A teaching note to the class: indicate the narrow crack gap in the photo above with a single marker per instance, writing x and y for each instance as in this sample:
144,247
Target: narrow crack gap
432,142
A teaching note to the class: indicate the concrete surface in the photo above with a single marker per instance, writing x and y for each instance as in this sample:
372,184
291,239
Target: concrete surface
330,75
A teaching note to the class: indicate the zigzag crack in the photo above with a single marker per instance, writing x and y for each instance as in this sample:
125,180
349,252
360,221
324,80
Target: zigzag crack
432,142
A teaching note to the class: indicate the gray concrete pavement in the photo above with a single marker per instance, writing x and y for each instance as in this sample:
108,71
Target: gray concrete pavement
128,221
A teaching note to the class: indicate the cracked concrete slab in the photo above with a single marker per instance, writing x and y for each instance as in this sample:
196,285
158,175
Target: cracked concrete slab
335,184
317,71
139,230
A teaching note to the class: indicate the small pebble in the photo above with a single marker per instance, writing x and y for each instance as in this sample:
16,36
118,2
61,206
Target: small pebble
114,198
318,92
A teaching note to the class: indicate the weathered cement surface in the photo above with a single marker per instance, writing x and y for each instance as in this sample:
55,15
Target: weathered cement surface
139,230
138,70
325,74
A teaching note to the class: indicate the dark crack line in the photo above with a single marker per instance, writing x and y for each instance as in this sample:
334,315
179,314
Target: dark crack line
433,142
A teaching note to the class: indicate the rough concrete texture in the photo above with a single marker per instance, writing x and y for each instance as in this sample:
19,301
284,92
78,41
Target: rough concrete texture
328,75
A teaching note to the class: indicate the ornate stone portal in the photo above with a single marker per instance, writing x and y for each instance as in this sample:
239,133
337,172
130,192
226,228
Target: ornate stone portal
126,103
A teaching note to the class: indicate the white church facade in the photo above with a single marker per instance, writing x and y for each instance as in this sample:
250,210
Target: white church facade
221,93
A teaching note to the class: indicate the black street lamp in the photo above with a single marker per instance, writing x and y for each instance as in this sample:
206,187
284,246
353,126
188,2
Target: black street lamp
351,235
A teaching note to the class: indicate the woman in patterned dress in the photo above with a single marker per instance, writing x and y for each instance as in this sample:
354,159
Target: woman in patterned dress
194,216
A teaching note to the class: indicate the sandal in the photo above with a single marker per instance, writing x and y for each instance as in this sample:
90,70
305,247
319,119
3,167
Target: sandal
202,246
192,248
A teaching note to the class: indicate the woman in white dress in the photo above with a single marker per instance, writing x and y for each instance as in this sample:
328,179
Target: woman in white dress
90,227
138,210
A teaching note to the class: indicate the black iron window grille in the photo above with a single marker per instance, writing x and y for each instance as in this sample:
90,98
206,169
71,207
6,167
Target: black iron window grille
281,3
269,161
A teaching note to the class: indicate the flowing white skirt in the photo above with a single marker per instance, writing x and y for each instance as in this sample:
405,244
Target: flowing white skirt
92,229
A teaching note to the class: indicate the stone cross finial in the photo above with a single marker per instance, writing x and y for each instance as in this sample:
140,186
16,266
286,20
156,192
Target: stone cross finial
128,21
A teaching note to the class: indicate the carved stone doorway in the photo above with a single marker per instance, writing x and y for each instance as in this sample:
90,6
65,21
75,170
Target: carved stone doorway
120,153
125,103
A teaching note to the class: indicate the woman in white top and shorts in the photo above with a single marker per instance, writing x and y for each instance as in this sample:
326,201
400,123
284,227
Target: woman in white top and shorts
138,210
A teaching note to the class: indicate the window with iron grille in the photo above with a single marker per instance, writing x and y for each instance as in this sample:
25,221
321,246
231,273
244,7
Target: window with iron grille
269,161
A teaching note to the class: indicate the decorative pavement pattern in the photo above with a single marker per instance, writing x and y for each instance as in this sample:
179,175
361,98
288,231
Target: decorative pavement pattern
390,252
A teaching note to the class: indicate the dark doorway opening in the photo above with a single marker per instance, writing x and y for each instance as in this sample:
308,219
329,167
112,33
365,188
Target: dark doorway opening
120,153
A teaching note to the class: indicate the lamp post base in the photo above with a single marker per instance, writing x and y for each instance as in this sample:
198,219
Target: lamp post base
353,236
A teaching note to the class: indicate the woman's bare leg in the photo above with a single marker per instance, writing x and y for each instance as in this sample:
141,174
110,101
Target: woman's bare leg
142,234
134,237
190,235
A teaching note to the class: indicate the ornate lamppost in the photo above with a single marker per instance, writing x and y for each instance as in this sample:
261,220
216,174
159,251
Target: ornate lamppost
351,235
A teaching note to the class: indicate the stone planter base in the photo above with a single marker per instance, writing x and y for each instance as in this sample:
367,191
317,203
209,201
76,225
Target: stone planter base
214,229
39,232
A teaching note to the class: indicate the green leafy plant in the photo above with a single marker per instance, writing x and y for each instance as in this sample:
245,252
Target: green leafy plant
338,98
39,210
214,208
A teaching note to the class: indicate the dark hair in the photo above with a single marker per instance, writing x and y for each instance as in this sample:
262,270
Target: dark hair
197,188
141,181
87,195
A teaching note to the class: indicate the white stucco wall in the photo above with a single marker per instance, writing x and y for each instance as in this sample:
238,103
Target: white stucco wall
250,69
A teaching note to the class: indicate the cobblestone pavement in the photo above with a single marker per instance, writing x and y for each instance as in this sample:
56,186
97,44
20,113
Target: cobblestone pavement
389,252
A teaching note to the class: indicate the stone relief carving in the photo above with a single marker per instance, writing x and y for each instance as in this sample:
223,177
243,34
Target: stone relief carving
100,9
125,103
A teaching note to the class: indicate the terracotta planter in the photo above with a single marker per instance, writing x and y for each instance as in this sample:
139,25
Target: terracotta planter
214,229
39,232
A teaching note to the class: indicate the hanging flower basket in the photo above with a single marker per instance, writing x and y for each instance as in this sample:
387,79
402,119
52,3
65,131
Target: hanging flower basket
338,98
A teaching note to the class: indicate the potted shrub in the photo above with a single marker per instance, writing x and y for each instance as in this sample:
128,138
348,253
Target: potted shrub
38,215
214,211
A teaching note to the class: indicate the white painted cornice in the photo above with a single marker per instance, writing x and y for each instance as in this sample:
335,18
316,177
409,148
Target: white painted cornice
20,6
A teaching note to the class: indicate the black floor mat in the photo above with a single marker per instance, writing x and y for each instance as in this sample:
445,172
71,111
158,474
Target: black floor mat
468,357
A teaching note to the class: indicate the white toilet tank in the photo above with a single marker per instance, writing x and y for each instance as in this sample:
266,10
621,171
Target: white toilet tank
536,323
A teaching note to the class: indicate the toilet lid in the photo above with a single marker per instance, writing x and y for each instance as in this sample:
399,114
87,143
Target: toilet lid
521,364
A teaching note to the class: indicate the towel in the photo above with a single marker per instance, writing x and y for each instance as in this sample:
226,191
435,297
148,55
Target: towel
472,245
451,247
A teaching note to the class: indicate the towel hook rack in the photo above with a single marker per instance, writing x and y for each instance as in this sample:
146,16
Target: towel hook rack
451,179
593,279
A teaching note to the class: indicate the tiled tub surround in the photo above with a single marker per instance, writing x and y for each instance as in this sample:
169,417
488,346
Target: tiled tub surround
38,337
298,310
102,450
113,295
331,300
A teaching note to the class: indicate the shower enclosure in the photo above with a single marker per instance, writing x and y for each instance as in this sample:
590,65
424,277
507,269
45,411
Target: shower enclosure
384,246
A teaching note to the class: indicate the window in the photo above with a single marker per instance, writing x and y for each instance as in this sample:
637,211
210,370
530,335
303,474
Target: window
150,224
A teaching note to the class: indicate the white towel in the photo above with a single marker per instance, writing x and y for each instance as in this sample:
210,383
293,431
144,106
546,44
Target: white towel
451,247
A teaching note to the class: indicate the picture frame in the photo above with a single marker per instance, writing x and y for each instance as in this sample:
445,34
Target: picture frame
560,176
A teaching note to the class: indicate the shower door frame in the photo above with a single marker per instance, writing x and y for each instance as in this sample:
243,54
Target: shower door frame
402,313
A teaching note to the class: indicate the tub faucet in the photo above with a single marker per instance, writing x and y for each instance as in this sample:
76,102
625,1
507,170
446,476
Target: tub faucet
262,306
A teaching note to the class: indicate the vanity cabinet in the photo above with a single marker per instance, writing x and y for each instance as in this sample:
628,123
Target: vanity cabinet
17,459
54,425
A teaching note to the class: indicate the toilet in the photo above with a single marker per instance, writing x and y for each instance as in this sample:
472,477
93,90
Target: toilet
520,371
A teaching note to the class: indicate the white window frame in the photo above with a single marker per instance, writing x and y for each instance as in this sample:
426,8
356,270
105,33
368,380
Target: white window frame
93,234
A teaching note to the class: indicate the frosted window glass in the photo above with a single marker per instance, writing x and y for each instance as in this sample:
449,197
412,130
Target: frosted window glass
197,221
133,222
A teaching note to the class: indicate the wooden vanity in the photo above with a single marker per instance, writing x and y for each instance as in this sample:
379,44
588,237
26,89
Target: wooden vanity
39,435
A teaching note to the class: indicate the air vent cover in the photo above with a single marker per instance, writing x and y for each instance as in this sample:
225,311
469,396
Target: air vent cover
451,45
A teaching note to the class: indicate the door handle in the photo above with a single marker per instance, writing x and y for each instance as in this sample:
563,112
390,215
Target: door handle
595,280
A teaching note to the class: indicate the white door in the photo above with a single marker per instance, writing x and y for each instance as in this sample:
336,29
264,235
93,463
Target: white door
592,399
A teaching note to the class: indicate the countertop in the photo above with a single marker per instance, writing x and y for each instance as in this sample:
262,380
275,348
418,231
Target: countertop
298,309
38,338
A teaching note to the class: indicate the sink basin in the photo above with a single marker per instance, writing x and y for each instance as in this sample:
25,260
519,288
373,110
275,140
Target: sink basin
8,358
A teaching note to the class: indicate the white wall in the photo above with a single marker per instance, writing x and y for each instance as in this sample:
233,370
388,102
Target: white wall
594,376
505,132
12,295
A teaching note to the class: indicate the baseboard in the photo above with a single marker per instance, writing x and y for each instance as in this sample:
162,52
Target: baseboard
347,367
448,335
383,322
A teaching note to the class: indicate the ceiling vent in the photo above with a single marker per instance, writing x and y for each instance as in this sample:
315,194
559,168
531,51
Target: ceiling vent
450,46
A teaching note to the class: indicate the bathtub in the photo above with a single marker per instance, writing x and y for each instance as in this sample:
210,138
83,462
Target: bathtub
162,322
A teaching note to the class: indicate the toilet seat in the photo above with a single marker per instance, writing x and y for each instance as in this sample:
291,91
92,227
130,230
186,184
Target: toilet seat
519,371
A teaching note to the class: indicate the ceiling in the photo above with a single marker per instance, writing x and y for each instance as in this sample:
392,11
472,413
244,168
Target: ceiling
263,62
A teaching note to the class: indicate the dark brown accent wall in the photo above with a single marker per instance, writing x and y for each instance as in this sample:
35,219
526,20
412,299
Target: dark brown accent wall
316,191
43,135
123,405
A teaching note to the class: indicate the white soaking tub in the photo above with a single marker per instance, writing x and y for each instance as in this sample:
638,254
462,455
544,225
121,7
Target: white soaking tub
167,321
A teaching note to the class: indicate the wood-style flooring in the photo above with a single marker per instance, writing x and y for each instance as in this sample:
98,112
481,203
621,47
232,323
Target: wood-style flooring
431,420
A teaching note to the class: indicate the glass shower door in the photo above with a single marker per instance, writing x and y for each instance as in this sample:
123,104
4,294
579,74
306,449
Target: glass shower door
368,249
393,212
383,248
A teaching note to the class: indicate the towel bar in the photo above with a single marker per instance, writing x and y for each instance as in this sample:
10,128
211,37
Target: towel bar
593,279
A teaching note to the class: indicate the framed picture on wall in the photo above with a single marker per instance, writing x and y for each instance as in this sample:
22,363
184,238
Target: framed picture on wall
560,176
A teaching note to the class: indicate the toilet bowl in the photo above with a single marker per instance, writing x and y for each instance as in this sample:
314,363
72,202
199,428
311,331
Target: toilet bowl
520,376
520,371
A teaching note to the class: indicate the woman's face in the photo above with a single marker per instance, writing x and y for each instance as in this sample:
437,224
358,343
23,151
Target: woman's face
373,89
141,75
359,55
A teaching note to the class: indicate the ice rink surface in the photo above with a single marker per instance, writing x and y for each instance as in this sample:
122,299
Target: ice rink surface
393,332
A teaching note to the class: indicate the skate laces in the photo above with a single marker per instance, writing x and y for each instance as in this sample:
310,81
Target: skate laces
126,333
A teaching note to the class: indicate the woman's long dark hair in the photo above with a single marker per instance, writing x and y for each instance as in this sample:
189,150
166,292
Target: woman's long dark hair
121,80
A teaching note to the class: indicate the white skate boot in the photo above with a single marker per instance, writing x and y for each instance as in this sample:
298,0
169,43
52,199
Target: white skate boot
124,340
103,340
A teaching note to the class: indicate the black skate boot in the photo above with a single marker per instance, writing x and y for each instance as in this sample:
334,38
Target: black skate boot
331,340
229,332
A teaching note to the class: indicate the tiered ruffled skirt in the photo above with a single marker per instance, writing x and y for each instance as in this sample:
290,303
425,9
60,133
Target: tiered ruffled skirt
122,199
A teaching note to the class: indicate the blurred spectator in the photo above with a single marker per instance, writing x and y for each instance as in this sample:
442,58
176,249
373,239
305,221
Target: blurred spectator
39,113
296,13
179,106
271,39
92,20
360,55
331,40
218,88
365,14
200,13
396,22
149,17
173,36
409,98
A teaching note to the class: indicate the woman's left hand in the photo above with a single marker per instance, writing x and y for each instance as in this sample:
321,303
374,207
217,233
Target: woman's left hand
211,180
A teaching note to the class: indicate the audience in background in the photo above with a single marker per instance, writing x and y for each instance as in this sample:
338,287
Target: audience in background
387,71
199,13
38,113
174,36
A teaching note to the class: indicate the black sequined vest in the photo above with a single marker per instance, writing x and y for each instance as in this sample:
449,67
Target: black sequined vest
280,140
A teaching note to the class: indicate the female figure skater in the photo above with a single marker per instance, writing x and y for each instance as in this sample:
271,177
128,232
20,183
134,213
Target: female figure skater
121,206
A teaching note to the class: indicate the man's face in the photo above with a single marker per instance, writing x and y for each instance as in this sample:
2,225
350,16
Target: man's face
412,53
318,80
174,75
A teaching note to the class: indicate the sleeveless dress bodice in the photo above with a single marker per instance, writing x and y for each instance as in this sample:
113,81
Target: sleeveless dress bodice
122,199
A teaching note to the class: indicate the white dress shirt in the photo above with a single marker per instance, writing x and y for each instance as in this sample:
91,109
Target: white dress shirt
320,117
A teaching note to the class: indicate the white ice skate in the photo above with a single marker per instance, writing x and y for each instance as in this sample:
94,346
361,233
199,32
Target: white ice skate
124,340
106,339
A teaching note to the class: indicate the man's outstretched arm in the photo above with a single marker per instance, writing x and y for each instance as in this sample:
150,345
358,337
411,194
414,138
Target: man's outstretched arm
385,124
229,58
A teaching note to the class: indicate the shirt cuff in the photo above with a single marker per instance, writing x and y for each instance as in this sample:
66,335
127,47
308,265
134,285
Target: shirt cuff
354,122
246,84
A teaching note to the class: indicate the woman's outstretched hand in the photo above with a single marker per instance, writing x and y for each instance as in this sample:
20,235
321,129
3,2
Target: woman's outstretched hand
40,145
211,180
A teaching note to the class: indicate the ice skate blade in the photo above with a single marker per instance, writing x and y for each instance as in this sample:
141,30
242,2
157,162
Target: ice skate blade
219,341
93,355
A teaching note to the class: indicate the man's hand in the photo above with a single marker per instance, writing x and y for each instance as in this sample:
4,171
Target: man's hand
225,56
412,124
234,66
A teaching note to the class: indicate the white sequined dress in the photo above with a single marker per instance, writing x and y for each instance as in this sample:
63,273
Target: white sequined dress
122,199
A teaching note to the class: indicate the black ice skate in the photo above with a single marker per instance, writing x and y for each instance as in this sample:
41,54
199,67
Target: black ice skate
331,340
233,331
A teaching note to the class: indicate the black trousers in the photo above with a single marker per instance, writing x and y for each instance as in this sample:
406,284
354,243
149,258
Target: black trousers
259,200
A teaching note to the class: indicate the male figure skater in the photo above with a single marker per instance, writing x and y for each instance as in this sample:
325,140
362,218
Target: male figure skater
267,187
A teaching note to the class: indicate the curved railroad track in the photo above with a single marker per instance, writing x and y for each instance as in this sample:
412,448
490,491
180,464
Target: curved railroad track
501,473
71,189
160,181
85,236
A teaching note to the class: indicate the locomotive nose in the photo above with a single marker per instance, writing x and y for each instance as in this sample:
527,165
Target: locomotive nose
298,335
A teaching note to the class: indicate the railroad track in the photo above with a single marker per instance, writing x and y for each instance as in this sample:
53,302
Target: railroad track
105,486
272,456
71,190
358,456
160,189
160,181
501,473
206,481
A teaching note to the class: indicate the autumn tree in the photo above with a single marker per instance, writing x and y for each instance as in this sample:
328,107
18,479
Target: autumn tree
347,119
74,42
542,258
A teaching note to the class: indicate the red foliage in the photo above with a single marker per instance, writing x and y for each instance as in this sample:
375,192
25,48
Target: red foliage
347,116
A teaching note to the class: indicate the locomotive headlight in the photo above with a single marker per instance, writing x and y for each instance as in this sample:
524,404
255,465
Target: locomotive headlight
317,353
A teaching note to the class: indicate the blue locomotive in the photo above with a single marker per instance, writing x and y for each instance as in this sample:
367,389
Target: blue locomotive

---*---

Stated exercise:
Please copy every line from the one containing "A teaching note to the class: indicate the red" down to the end of the items, changing only the answer coordinates, each of which you should offset by 106.

Problem solution:
A teaching note to the class: indicate the red foliage in the photo above with a single marker per instance, writing x and y for each instance as in this sample:
375,192
25,48
Target: red foliage
453,222
A teaching note to the class: indicate the locomotive headlight in the photo above with a single marker per instance, writing x and y for each instance as in this sample:
524,404
255,465
Target: locomotive headlight
423,459
A teaching note to the class: indicate the blue locomotive in the photo above with a single marker per instance, writing x and y for each instance as in this sample:
367,389
Target: blue locomotive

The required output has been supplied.